== Task ==
Leave the pictures out and quote every line from the start of the listing to the line with "box: [130, 217, 143, 227]", inclusive.

···

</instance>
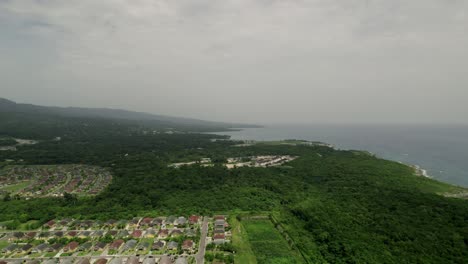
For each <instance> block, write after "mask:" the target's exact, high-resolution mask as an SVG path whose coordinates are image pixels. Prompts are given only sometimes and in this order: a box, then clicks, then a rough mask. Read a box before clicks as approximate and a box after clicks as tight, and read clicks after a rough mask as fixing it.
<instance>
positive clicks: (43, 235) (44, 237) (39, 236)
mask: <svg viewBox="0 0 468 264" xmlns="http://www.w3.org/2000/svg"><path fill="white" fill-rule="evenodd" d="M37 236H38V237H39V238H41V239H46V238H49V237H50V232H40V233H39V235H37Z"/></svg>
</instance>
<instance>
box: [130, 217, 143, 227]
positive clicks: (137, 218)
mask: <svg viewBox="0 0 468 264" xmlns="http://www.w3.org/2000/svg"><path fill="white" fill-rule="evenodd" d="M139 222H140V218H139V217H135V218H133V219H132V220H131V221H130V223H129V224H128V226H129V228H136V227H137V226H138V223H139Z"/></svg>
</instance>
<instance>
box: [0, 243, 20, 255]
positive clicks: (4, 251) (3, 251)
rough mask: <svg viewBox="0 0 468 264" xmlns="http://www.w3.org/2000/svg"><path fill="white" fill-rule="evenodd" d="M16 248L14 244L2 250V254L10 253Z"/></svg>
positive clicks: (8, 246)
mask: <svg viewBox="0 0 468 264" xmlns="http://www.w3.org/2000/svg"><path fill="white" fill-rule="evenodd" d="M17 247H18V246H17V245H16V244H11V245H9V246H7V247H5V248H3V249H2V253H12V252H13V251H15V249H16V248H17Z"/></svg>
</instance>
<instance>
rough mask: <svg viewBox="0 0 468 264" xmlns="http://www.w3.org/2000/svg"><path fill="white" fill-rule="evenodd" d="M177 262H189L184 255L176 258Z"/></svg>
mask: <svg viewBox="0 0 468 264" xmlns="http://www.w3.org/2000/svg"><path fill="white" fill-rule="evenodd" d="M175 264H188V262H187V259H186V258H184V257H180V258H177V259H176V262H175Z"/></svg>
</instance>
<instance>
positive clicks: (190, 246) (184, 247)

···

== Solution to this problem ==
</instance>
For each <instance> block, write after "mask:" the target's exact, high-resolution mask as an SVG path whose coordinates are image pixels. Prompts are given only sometimes and in this order: a box, then clicks, then a rough mask. Read a box before clicks as approximate and a box after clicks as tight, and read clicks after a rough mask as fixing it.
<instance>
positive clicks: (43, 235) (44, 237) (39, 236)
mask: <svg viewBox="0 0 468 264" xmlns="http://www.w3.org/2000/svg"><path fill="white" fill-rule="evenodd" d="M37 236H38V237H39V238H41V239H46V238H49V237H50V232H40V233H39V235H37Z"/></svg>
</instance>
<instance>
box: [130, 217, 143, 227]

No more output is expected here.